• Consignes:
1. Répondez à ces questions d'après l'extrait :
(a) En quel mois et quelle année la JCR quitte-t-elle l'UNEF ?
(b) Quel journal est cité à propos des réunions de la MNEF ?
(c) Depuis quand Michel Silland est-il trésorier ?
2. Pour chaque phrase, dites si elle correspond à l'extrait (oui ou non) et citez les mots qui le montrent :
(a) La MNEF s'est politisée à partir de 1967.
(b) En janvier 1970, les étudiants du PSU quittent la direction de la MNEF.
(c) Après la scission de l'UNEF, la mutuelle prend ses dirigeants dans les deux nouveaux syndicats.
3. Relevez toutes les personnes désignées par leur nom dans l'extrait.

===== Extrait

L'aile droite des socialistes, influente à la Fédération nationale de la mutualité française et la MGEN, reproche elle à la MNEF de rouler pour le PSU, qui a refusé de rejoindre François Mitterrand lors de la création du Parti socialiste au Congrès d'Epinay en 1971 : le fichier de la MNEF et ses moyens financiers auraient alors serviraient selons les socialistes aux étudiants du PSU jusqu'en 1972 pour recruter des militants[4],[5]. Jusqu’au début des années 1970, la MNEF est présidée par un étudiant bénévole qui passe le relais tous les printemps, lors du congrès annuel[5], mais elle s'est politisée à partir de 1967, qui la voit contrôlée comme l'UNEF par le PSU.

A la direction de l'UNEF, lors des congrès de décembre 1968 et avril 1969, les étudiants du PSU ont de plus en plus de mal à bénéficier des alliances avec les moïstes et la Jeunesse communiste révolutionnaire (JCR, trotskiste), qui leur avaient permis, avant, pendant et après Mai 68, de résister à la montée de l'Organisation communiste internationaliste (OCI, trotskiste-lambertiste). En décembre 1968, la JCR quitte l'UNEF, où son entrée dans les comités d'action est contestée, tandis qu'en 1969 le place prise par les Mao-spontex est critiquée.

Les étudiants du PSU décident à leur tour, en janvier 1970, d'abandonner l'UNEF, mais restent finalement à la tête de la MNEF, contrairement à ce que prévoyaient les dirigeants nationaux[1], car les assemblées générales, congrès, comités, commissions, et stages des administrateurs leur ont souvent permis, aux frais de la Mutuelle, « d'échanger autant d'idées sur la révolution que sur la mutualité », observe Le Monde[1] et empêcher leurs adversaires politiques de l'UNEF-Renouveau de prendre le contrôle de la Mutuelle, au point de rencontrer leurs rivaux de droite de la Fédération nationale des étudiants de France (FNEF)[1]. Les étudiants du PSU eux-mêmes sont divisés sur la question[1].

Quand l'UNEF se scinde en deux en 1971, les étudiants communistes d'un côté et les trotskistes de l'OCI de l'autre, la mutuelle affirme son autonomie en organisant ses propres congrès et en recrutant ses dirigeants en dehors des deux nouveaux syndicats[5], générant une direction administrative qui rompt avec le bénévolat[5]. Jusqu'en 1972, la présidence change souvent. S'y succèdent Pierre Masson, Marc Gentes et Alain Schremp[6], tandis que Michel Silland, élu trésorier depuis janvier 1971, assure une relative continuité[7],[6].

==========
===== Données

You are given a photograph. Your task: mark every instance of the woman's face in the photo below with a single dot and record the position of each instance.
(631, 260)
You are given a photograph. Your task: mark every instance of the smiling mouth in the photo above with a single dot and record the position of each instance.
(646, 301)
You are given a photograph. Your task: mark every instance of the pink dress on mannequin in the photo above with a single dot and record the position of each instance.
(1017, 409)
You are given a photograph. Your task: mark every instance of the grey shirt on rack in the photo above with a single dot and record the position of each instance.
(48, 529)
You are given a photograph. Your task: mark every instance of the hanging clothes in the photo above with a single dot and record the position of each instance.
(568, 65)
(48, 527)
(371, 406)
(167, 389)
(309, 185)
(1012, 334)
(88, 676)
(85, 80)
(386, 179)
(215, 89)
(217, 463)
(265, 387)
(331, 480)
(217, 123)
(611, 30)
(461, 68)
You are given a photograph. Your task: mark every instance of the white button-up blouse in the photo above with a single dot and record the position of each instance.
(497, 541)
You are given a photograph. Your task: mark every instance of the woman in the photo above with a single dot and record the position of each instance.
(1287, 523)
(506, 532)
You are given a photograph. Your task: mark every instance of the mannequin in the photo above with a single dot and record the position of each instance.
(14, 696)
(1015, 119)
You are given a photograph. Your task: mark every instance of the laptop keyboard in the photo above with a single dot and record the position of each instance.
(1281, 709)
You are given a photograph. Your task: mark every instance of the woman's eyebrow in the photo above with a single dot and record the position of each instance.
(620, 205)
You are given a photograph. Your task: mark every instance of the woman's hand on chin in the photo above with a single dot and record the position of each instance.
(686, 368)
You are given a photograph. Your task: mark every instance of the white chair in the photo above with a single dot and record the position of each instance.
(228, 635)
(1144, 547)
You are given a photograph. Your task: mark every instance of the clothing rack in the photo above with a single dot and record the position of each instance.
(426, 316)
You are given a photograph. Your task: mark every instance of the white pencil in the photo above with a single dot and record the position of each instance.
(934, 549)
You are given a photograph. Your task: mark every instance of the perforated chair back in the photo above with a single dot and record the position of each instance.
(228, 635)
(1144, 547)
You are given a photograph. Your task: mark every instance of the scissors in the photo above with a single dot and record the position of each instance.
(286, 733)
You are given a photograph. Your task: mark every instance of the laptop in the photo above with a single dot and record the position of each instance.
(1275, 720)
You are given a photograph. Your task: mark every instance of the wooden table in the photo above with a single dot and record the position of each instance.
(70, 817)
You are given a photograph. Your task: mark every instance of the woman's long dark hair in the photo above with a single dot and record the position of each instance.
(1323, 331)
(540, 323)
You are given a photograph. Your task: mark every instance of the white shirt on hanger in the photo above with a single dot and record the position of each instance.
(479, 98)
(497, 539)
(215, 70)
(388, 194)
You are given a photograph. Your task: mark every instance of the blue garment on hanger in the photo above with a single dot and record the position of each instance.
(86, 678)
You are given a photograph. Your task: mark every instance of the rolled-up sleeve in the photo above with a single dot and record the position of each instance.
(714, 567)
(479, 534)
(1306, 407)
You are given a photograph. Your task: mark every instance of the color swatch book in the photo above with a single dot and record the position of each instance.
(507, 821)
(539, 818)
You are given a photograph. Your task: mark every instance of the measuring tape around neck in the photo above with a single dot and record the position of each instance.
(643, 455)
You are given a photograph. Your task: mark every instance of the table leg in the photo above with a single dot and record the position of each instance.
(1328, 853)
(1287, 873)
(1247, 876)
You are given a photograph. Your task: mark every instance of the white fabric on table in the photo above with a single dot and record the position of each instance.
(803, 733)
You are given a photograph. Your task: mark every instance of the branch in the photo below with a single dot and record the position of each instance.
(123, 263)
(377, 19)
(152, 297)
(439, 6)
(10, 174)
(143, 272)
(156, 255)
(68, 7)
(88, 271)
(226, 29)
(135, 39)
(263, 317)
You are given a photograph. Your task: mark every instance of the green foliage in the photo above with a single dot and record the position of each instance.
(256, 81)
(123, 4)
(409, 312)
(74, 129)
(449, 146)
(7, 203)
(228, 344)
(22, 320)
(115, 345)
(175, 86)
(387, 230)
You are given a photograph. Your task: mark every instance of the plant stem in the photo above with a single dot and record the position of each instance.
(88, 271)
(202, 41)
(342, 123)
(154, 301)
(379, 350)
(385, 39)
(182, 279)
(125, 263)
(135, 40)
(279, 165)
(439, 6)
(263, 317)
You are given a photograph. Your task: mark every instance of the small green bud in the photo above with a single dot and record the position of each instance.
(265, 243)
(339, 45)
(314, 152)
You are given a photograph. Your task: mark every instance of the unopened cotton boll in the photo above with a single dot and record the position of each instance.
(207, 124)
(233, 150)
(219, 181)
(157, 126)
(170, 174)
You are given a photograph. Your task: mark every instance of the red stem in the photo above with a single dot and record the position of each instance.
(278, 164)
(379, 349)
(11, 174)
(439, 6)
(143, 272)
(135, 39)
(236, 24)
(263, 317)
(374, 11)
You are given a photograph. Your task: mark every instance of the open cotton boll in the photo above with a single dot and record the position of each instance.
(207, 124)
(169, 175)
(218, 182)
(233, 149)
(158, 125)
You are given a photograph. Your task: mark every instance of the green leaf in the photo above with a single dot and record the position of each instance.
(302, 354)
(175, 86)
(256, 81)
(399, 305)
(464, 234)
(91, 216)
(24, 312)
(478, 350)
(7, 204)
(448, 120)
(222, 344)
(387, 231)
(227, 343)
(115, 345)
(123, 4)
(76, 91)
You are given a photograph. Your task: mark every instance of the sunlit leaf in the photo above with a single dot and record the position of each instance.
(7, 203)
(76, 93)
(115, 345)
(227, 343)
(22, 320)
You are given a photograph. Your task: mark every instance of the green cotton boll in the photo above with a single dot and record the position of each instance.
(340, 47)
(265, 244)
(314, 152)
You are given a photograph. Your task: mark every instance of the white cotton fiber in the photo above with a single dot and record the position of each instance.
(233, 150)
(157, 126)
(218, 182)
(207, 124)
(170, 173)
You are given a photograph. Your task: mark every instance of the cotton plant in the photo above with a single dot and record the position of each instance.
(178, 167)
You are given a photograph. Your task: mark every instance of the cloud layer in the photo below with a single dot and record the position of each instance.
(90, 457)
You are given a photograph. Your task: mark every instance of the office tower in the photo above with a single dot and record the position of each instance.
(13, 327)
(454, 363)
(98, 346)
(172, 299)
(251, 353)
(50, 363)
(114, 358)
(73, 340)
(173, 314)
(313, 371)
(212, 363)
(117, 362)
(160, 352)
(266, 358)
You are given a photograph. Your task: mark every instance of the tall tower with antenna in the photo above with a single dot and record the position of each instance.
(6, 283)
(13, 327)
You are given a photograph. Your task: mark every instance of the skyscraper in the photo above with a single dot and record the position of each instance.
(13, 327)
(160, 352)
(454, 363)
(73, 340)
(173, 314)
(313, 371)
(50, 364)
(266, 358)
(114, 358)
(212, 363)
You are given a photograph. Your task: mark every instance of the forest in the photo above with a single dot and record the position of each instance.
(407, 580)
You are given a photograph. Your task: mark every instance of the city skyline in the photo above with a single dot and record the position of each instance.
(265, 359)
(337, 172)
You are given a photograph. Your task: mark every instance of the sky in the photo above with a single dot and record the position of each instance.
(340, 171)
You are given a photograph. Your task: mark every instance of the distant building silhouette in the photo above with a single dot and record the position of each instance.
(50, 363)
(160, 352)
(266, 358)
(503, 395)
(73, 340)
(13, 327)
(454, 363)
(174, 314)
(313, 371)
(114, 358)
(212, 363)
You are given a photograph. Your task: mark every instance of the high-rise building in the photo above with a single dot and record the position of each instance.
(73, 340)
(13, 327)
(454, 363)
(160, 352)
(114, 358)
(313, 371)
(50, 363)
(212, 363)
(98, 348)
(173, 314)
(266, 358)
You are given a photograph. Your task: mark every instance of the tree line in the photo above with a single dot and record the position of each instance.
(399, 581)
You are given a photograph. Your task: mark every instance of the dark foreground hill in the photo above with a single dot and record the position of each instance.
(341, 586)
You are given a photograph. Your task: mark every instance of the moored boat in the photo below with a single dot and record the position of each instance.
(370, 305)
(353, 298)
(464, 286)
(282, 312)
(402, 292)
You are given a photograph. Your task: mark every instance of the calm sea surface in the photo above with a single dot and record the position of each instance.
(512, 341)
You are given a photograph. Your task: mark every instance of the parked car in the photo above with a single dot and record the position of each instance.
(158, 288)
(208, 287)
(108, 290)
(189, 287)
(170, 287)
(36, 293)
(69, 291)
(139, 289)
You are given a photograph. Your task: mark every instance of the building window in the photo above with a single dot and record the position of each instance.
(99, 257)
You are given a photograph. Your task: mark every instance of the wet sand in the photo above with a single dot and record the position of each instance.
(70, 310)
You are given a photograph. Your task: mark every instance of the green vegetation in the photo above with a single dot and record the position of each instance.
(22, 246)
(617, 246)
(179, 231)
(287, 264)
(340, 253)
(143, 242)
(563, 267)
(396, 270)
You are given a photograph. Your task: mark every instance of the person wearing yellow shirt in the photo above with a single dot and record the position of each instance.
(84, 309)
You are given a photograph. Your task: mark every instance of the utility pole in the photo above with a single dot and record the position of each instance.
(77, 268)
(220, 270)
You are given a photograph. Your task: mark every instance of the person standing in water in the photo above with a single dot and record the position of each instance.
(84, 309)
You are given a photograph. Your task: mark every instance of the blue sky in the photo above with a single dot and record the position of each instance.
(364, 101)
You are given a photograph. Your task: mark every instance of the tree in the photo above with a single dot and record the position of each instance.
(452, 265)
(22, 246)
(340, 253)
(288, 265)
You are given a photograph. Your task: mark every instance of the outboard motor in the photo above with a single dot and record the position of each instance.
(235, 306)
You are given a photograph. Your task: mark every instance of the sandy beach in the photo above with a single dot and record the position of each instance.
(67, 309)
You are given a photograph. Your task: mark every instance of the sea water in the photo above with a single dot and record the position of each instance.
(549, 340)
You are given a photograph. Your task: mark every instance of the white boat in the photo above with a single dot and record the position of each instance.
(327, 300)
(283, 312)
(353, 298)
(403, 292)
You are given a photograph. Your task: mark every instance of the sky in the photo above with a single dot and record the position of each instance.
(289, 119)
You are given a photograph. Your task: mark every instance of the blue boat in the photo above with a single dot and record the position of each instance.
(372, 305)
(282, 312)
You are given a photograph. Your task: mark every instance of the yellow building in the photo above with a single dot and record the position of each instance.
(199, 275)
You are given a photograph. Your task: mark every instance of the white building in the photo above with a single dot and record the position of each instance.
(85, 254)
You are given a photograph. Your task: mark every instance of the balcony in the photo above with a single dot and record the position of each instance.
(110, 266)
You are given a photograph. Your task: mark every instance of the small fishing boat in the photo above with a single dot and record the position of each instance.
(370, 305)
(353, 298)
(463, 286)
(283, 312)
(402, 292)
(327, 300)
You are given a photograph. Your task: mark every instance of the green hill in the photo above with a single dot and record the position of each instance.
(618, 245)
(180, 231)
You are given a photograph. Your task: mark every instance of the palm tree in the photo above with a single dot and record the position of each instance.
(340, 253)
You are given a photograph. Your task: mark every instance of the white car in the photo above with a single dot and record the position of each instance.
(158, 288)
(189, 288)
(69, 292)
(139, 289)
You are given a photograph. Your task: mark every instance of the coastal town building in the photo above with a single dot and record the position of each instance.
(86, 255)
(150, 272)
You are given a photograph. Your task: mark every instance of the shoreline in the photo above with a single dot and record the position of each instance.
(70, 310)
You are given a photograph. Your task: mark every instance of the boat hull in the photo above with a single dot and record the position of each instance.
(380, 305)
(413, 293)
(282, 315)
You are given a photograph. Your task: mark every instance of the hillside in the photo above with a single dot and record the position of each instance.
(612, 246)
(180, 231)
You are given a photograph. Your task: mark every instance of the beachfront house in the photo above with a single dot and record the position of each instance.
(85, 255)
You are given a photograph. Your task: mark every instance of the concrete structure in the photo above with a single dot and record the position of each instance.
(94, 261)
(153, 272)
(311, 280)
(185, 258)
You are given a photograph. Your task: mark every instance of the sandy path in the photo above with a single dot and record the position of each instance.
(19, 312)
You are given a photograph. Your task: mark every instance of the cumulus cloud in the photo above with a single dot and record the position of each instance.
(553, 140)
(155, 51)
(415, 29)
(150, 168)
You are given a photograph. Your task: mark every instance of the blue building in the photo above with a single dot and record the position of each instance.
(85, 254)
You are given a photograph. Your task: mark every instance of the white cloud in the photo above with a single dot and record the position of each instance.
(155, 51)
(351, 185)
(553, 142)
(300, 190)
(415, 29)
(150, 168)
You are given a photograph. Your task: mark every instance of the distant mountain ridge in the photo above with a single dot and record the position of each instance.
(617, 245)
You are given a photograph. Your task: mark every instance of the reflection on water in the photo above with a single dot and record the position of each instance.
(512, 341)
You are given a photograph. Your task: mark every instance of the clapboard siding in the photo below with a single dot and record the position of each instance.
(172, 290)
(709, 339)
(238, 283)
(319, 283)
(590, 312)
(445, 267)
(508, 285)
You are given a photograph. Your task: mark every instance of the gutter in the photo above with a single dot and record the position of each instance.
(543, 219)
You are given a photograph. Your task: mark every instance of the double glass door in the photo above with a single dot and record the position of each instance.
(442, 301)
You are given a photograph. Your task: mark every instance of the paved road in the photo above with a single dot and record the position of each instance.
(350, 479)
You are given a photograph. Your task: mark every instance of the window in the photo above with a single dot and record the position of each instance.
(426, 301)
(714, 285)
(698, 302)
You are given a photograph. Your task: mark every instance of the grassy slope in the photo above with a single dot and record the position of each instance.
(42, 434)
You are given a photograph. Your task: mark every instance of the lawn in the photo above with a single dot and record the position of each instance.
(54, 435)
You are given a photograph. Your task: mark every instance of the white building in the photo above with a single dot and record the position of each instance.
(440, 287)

==========

• Corrigé:
1.
(a) En décembre 1968.
(b) Le Monde.
(c) Depuis janvier 1971.

2.
(a) Oui : « elle s'est politisée à partir de 1967 ».
(b) Non : « restent finalement à la tête de la MNEF ».
(c) Non : « en recrutant ses dirigeants en dehors des deux nouveaux syndicats ».

3. François Mitterrand, Pierre Masson, Marc Gentes, Alain Schremp, Michel Silland